╭─ Data shown

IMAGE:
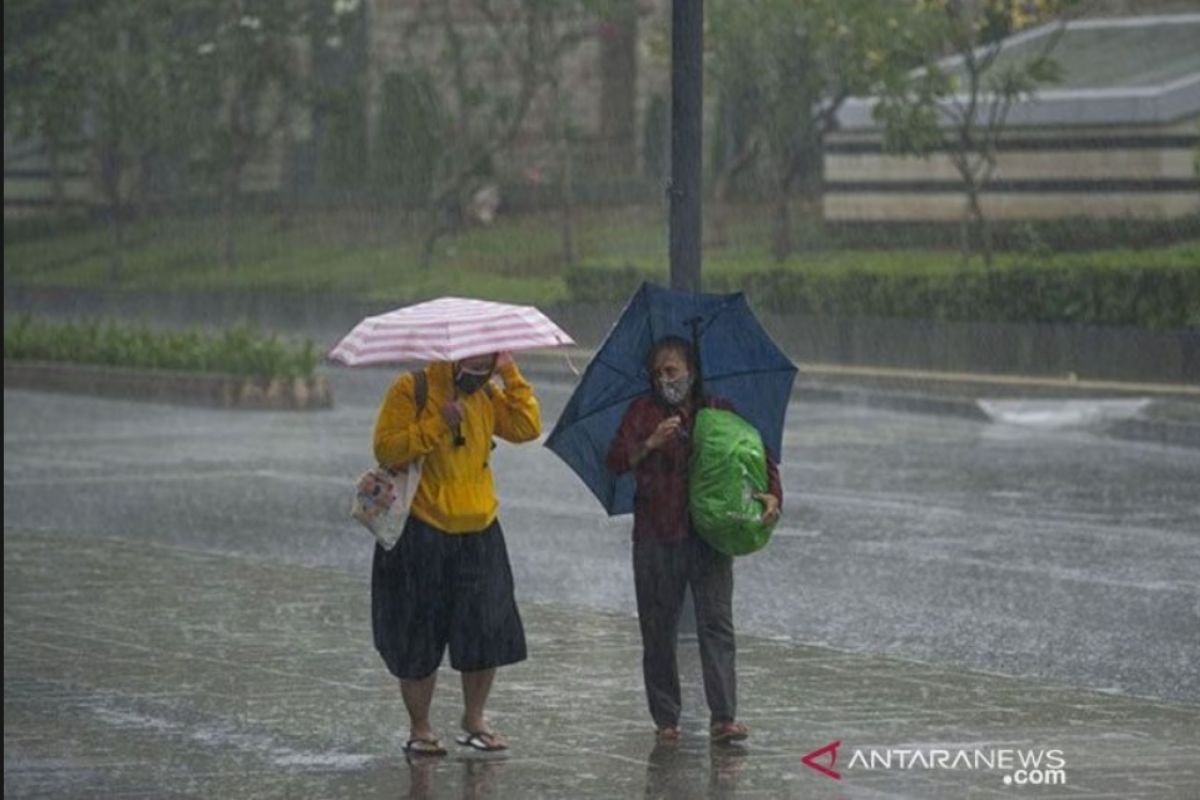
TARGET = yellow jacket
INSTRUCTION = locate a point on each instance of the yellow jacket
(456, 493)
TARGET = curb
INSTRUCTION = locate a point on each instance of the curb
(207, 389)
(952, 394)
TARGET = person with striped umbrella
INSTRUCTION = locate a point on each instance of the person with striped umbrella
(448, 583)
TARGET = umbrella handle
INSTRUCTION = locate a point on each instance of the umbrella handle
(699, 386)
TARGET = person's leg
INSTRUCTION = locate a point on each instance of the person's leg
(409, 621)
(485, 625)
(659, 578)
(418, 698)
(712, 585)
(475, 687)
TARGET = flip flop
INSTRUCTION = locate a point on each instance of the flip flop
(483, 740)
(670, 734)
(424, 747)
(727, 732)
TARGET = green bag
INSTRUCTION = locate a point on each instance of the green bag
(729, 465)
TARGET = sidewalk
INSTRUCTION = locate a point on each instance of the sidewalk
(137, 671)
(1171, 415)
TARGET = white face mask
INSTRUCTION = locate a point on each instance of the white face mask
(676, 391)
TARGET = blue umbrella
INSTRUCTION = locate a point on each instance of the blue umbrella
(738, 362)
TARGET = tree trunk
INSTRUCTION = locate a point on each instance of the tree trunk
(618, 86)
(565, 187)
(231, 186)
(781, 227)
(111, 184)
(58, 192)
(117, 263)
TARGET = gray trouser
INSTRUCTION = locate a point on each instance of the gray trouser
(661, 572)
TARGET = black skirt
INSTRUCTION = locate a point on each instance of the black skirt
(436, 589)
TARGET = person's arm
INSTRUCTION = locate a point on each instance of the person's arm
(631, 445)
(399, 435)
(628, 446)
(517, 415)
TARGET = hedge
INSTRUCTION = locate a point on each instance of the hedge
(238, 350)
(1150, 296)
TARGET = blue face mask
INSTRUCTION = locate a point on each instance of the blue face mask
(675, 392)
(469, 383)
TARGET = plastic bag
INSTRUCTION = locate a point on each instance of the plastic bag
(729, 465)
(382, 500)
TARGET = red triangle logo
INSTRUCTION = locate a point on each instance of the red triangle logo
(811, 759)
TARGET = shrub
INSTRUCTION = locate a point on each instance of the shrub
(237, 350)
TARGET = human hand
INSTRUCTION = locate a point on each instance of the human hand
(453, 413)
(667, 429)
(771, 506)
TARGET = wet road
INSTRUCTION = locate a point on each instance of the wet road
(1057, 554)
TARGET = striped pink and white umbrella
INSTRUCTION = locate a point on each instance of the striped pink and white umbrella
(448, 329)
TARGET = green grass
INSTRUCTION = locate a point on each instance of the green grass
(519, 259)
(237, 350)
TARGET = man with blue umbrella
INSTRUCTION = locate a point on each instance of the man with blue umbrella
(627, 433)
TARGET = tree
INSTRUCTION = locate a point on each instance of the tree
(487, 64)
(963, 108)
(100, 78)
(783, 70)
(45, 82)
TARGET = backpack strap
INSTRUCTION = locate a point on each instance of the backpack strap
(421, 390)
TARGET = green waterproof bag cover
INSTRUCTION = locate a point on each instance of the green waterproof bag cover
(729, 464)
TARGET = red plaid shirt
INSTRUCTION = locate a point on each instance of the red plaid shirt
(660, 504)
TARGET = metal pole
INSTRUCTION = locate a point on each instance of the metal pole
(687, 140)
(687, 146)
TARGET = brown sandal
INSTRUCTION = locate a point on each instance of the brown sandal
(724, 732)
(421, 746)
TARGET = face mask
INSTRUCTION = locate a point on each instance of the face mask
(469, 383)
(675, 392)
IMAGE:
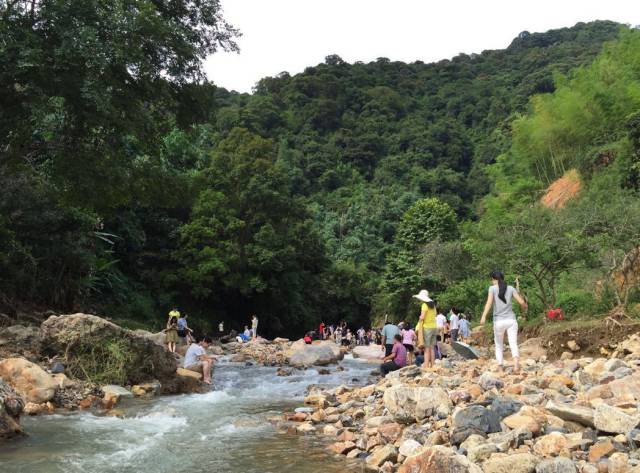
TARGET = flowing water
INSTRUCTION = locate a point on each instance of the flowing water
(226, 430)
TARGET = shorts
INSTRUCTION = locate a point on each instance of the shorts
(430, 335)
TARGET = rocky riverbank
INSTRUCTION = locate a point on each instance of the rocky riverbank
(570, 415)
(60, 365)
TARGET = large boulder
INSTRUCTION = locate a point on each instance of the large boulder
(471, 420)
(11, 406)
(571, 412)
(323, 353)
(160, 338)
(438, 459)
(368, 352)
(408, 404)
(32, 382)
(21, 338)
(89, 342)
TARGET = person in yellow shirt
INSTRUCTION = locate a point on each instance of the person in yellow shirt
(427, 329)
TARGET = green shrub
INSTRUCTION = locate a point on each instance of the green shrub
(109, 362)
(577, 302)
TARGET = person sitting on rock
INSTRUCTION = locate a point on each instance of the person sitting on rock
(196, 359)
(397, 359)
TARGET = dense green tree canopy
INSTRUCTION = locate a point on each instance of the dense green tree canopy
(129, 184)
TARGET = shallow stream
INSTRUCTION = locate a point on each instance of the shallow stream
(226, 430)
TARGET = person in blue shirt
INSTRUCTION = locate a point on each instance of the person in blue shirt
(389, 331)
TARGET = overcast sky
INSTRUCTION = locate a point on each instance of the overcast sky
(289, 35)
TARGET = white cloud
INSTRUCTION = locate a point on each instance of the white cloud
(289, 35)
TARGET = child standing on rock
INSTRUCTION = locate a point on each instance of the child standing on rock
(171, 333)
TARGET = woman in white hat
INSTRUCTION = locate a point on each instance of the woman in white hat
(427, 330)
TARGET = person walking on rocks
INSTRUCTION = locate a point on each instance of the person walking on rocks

╰─

### [What is asked]
Reproduce the listing above with each "locate" swapped for "mark" and every other word unchanged. Leave out the pictures.

### [Completed task]
IMAGE:
TARGET = yellow jacket
INSTRUCTION = mark a point on each instance of the yellow jacket
(456, 493)
TARGET = curb
INSTRUCTION = mark a point on each instance of the curb
(207, 389)
(952, 394)
TARGET = person with striped umbrella
INSTRUCTION = mark a point on each instance of the person with striped umbrella
(448, 583)
TARGET = umbrella handle
INSTRUCTION = mark a point on each instance of the umbrella handle
(699, 386)
TARGET = person's leg
INSTRUCTION = mark a point on each instance of the person's leg
(409, 621)
(485, 625)
(659, 578)
(418, 698)
(712, 585)
(475, 687)
TARGET = flip flop
INSTRUCTION = mark a point on each instance of the flip flop
(483, 740)
(670, 734)
(424, 747)
(727, 732)
TARGET = green bag
INSTRUCTION = mark a point on each instance of the green bag
(729, 465)
TARGET = sidewalk
INSTRUCTION = mark a point on each instance of the sidewalk
(137, 671)
(1171, 415)
TARGET = white face mask
INSTRUCTION = mark a point on each instance of the white face mask
(676, 391)
TARGET = blue umbrella
INSTRUCTION = mark a point on each instance of the blue umbrella
(738, 362)
TARGET = tree trunk
INSTRUCTION = mark a point on each instance of the tree trunk
(618, 86)
(565, 187)
(231, 186)
(781, 227)
(111, 184)
(58, 192)
(117, 263)
TARGET = gray trouser
INSTRUCTION = mark a point on each instance of the gray trouser
(661, 572)
TARGET = black skirt
INSTRUCTION = mark a point on each instance of the black skirt
(436, 589)
TARGET = person's arm
INSTRUCTION = mark a point on each instance of the person's arm
(631, 445)
(399, 435)
(628, 446)
(517, 415)
TARGET = hedge
INSTRUCTION = mark a point on each instance of the hedge
(238, 350)
(1150, 296)
TARGET = blue face mask
INSTRUCTION = mark a point on each instance of the blue face mask
(675, 392)
(469, 383)
TARGET = plastic bag
INSTRUCTION = mark a point on each instance of the plastic bag
(729, 465)
(382, 500)
TARGET = red triangle logo
INSTRUCTION = mark a point on each instance of the red triangle logo
(811, 759)
TARGET = shrub
INSTRUCTION = mark a point on each instance of the shrub
(237, 350)
TARGET = human hand
INSTRUCTION = mark a point on each instance of the human hand
(453, 413)
(667, 429)
(771, 506)
TARGET = wet road
INSTRUCTION = mark a point on each instance of the wet road
(1057, 554)
TARGET = striped pink and white umbrella
INSTRUCTION = mark a point on each instance of the striped pink and white umbrella
(448, 329)
TARGET = green grass
INSTRUCTION = mark a point on each instance of the green grass
(519, 259)
(237, 350)
TARGET = man with blue umbrella
INSTRUCTION = mark a point on each instance of the man with blue umbrella
(627, 433)
TARGET = tree
INSTRUCTION = mark a point on each instance of the tree
(487, 64)
(963, 108)
(100, 78)
(783, 70)
(45, 82)
TARGET = backpack strap
INSTRUCTION = mark a point on each instance of the backpack strap
(421, 390)
TARGET = green waterproof bag cover
INSTRUCTION = mark a point on each instance of the green waterproof bag cover
(729, 464)
TARGET = red plaid shirt
INSTRUCTION = mark a point on each instance of the red plaid shirt
(660, 504)
TARGET = metal pole
INSTRUCTION = mark a point on each instance of the metal pole
(687, 140)
(687, 146)
TARGET = brown sandal
INSTRUCTION = mark a point on each instance of the brown sandal
(724, 732)
(421, 746)
TARGET = face mask
INSTRUCTION = mark a point on each instance of the face mask
(469, 383)
(675, 392)
IMAGE:
TARGET = flowing water
INSTRUCTION = mark a point on each instance of the flowing water
(226, 430)
TARGET = shorts
INSTRUCTION = mark a point on each instance of the shorts
(430, 335)
TARGET = rocky riverbank
INSTRUCTION = mark a point on each instance of the rocky riverbank
(570, 415)
(60, 365)
TARGET = large boulder
INSTRUCTION = mark a point on each instance of the large boulder
(471, 420)
(11, 406)
(571, 412)
(323, 353)
(160, 338)
(438, 459)
(368, 352)
(408, 404)
(32, 382)
(21, 338)
(89, 342)
TARGET = person in yellow shirt
INSTRUCTION = mark a point on each instance of the person in yellow shirt
(427, 329)
TARGET = green shrub
INSTRUCTION = mark a point on each instance of the green shrub
(109, 362)
(577, 302)
TARGET = person sitting on rock
INSTRUCTION = mark a point on each instance of the person sitting on rock
(196, 359)
(397, 359)
TARGET = dense green tree canopy
INSTRUCTION = mark a point on each instance of the dense green tree canopy
(129, 184)
TARGET = shallow stream
INSTRUCTION = mark a point on each instance of the shallow stream
(226, 430)
TARGET = person in blue shirt
INSTRUCTION = mark a point on each instance of the person in blue shirt
(389, 331)
TARGET = overcast sky
INSTRUCTION = mark a point on each instance of the overcast sky
(289, 35)
TARGET = white cloud
INSTRUCTION = mark a point on each instance of the white cloud
(289, 35)
TARGET = child standing on rock
INSTRUCTION = mark a point on each instance of the child standing on rock
(171, 333)
TARGET = woman in white hat
INSTRUCTION = mark a point on each instance of the woman in white hat
(427, 330)
TARGET = person walking on rocks
INSTRUCTION = mark a point on each instance of the person walking on rocks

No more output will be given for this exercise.